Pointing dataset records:
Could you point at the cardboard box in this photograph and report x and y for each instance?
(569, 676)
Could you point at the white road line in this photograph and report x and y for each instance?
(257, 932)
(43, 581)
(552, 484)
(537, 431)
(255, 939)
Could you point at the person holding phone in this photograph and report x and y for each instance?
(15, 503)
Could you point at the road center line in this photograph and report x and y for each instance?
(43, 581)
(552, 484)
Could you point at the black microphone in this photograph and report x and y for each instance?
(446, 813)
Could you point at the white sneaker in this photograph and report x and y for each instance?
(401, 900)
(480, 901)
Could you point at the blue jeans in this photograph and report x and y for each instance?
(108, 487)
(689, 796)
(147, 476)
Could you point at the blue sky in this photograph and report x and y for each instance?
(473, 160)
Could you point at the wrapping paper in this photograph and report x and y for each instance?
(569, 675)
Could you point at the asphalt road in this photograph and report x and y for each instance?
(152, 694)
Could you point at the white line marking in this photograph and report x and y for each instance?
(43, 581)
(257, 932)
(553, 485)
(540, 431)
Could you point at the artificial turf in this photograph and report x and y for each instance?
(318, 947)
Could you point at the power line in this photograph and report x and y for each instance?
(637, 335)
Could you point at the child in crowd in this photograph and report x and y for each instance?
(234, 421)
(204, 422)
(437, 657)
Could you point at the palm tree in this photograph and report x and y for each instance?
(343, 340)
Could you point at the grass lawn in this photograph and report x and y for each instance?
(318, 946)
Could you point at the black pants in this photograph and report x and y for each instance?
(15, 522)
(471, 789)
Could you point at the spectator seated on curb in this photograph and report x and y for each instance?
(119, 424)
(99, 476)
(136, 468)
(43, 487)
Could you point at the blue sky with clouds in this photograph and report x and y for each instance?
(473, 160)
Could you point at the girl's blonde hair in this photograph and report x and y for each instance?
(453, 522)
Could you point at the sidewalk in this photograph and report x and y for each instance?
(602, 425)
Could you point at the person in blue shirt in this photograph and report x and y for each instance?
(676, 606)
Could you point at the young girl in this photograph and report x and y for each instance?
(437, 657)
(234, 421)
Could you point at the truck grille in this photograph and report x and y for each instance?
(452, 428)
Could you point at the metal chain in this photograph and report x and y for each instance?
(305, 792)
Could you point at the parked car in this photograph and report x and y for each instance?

*DIRECTIONS*: Could you rescale the stretch from the line containing "Could you point at the truck" through the end of the records, giving every line again with its request, but with each x and y coordinate in the answers multiplied by 2.25 and rounded to a whole number, halves rounding up?

*WRITTEN REPLY*:
Could you point at the truck grille in this photograph and report x and y for each instance?
(1017, 963)
Could you point at the metal chain in this photograph and report x and y for each instance?
(686, 1782)
Could you point at the parked car in this photograph and report x and y for each instance?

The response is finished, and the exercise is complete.